* [EXERCISE DETAILS]
Reproduce each of the records below verbatim, preserving every line in its original order.

Records for pointing to named objects:

──────────────────────────────

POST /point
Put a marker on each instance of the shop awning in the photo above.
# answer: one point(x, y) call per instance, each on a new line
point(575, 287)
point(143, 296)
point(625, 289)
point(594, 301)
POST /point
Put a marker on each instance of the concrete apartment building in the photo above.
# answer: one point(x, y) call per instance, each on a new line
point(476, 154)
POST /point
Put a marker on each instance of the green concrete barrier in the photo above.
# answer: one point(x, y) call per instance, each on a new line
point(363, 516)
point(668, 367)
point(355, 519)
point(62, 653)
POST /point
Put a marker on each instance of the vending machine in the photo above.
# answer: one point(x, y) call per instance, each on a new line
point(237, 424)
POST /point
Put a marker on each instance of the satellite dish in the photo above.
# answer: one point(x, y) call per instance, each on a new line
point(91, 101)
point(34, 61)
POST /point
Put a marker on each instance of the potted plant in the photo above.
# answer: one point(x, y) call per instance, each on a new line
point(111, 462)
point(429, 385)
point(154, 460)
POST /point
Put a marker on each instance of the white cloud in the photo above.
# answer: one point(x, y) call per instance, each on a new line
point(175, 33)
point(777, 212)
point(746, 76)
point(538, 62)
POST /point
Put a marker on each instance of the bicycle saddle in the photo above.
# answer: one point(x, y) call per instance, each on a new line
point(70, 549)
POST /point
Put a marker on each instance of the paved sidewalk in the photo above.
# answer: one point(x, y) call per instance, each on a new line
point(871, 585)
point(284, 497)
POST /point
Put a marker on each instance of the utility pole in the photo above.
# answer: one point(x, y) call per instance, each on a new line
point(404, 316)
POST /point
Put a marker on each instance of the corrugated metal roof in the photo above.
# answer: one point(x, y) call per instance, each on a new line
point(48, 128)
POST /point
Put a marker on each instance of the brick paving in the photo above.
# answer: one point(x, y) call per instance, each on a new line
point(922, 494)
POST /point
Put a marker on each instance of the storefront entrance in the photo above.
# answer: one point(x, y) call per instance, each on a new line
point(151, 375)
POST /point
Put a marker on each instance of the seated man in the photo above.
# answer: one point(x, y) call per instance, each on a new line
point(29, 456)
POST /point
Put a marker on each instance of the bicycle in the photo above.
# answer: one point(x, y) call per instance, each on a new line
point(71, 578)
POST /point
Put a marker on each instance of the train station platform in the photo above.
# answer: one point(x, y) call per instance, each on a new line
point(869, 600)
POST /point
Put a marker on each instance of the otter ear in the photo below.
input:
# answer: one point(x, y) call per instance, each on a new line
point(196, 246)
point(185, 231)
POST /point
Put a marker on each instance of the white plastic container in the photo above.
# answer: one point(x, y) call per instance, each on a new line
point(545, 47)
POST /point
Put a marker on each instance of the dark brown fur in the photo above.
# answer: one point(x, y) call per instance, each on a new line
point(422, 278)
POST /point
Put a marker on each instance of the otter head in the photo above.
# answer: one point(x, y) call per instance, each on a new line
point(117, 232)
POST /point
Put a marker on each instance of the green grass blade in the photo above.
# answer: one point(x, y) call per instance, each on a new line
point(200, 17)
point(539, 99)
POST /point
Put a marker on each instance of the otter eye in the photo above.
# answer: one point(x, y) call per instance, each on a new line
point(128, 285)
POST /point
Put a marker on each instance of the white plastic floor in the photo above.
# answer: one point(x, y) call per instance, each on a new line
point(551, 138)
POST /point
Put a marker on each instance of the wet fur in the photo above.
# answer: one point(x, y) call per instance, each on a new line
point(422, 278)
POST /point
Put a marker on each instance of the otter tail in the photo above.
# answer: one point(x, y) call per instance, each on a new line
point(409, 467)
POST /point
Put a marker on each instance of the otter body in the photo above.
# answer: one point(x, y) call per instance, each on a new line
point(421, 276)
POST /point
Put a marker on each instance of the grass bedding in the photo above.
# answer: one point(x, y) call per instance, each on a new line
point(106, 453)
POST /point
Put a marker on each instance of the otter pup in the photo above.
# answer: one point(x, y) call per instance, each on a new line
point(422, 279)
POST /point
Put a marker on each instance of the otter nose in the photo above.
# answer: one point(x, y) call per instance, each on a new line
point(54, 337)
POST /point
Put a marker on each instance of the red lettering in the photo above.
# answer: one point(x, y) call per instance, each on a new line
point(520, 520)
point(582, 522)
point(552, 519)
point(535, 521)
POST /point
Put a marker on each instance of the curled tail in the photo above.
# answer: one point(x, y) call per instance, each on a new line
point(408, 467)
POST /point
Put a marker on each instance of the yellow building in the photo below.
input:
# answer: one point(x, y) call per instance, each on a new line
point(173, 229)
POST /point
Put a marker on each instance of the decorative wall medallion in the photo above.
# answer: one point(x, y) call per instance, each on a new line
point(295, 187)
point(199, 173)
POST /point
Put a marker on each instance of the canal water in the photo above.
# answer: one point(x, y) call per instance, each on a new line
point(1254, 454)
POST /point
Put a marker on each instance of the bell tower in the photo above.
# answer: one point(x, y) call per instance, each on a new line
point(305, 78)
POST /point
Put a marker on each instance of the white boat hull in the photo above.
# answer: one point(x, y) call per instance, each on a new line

──────────────────────────────

* [FINISHED TASK]
POST /point
Put a marker on each instance of the shop awning in the photo above.
# answer: one point(x, y) call per instance, each on a new line
point(575, 287)
point(143, 296)
point(625, 289)
point(594, 301)
POST /point
Put a marker on each instance of the concrete apartment building in the photo above.
# answer: one point(x, y) call per instance, each on a new line
point(476, 154)
POST /point
Put a marker on each instance of the green concrete barrier in the photo above.
# answer: one point(x, y) call per instance, each on a new line
point(363, 516)
point(668, 367)
point(355, 519)
point(62, 653)
POST /point
Put a marker on each instance of the vending machine in the photo above.
# answer: one point(x, y) call per instance, each on a new line
point(237, 424)
POST /point
Put a marker on each instance of the satellite dish in the photo above.
# answer: one point(x, y) call per instance, each on a new line
point(91, 101)
point(34, 61)
POST /point
Put a marker on each instance of the potted plant in the photo above.
# answer: one point(x, y) call per instance, each on a new line
point(111, 462)
point(429, 385)
point(154, 460)
POST /point
Put a marker on each instance of the white cloud in the photo above.
# answer: one point(x, y) call per instance, each on a new line
point(175, 33)
point(777, 212)
point(746, 76)
point(538, 62)
POST /point
Put a marker on each instance of the bicycle saddle in the photo above.
# answer: one point(x, y) call per instance, each on a new line
point(70, 549)
POST /point
Put a marker on each instance of the paved sidewalk in the photo above.
# answer: one point(x, y) call per instance, each on a new line
point(871, 585)
point(284, 497)
POST /point
Put a marker on each instance of the utility pole in the photo above.
# answer: one point(x, y) call per instance, each on a new line
point(404, 316)
POST /point
Put a marker on each instance of the corrugated metal roof in the photo above.
# answer: one point(x, y) call per instance, each on a new line
point(48, 128)
POST /point
Put a marker on each instance of the brick paving in the photo above.
# answer: one point(x, y) call per instance, each on a new line
point(922, 494)
POST /point
Put a marker on each instance of the storefront entrance in the photo above.
# answer: one point(x, y) call per instance, each on a new line
point(151, 375)
POST /point
Put a marker on each instance of the seated man in the photo above.
# answer: one point(x, y) call per instance, each on a new line
point(29, 456)
POST /point
Put a marker on each instance of the bicycle in the photo above.
# answer: one point(x, y) call per instance, each on a new line
point(71, 578)
POST /point
Put a marker on each instance of the train station platform in the photo above.
# answer: one point(x, y) call per instance, each on a new line
point(869, 600)
POST /point
Put a marker on each instance of the otter ear in the photo below.
input:
# answer: one point(x, y) call per instance, each on a new line
point(196, 246)
point(185, 231)
POST /point
Put a marker on each instance of the white plastic container in the photo above.
# answer: one point(x, y) call per instance, each on a new line
point(545, 47)
POST /point
Put a marker on each instance of the dark brown fur in the photo above.
# answer: one point(x, y) call per instance, each on a new line
point(422, 278)
POST /point
Put a marker on each instance of the otter head in the photo above.
# answer: one point(x, y) call per instance, each on a new line
point(117, 232)
POST /point
Put a marker on each instance of the green grass blade in the photo above.
# answer: one point(x, y) call per instance, each on a new line
point(200, 17)
point(539, 99)
POST /point
Put a marker on each instance of the otter eye in the photo above.
# answer: one point(x, y) call per instance, each on a new line
point(128, 285)
POST /point
Put a marker on each instance of the white plastic floor in the photo above.
# answer: one point(x, y) call per instance, each on a new line
point(551, 138)
POST /point
Put a marker on each instance of the wet fur in the photo above.
# answer: one point(x, y) call per instance, each on a new line
point(422, 278)
POST /point
Put a marker on each instance of the otter tail in the photo above.
# answer: one point(x, y) call per instance, each on a new line
point(409, 467)
POST /point
Put a marker on each instance of the otter body in the photo above.
# answer: one point(x, y) call per instance, each on a new line
point(421, 276)
POST /point
Put a marker on each instance of the grass bedding in the photo above.
# answer: one point(x, y) call per instance, each on a new line
point(106, 453)
POST /point
Put a marker on each instance of the otter pup in the photo above.
# answer: one point(x, y) call per instance, each on a new line
point(422, 279)
POST /point
Put a marker on each instance of the otter nose in the photo above.
# answer: one point(x, y) call per instance, each on a new line
point(54, 337)
POST /point
Put a marker on each instance of the red lettering in the photo above.
# answer: one point(x, y) call per instance, each on a new line
point(520, 520)
point(582, 522)
point(552, 519)
point(535, 521)
POST /point
Put a marker on each instance of the curled tail in the photo above.
# answer: one point(x, y) call per instance, each on a new line
point(408, 467)
POST /point
Put a marker on each instance of the yellow building in the photo below.
input:
# answer: one point(x, y) call per instance, each on a new line
point(173, 229)
POST /point
Put a marker on each instance of the decorative wall medallion in the photo above.
# answer: one point(x, y) call per instance, each on a new line
point(295, 187)
point(199, 173)
POST /point
Put a marker on each instance of the canal water in the photo above.
# answer: one point(x, y) call per instance, each on a new line
point(1254, 454)
POST /point
Put a marker on each instance of the bell tower in the photo above.
# answer: one point(x, y) call per instance, each on a new line
point(305, 78)
POST /point
Put a marker on each instance of the white boat hull in the photo above.
# answer: one point(x, y) call per instance, each on a new line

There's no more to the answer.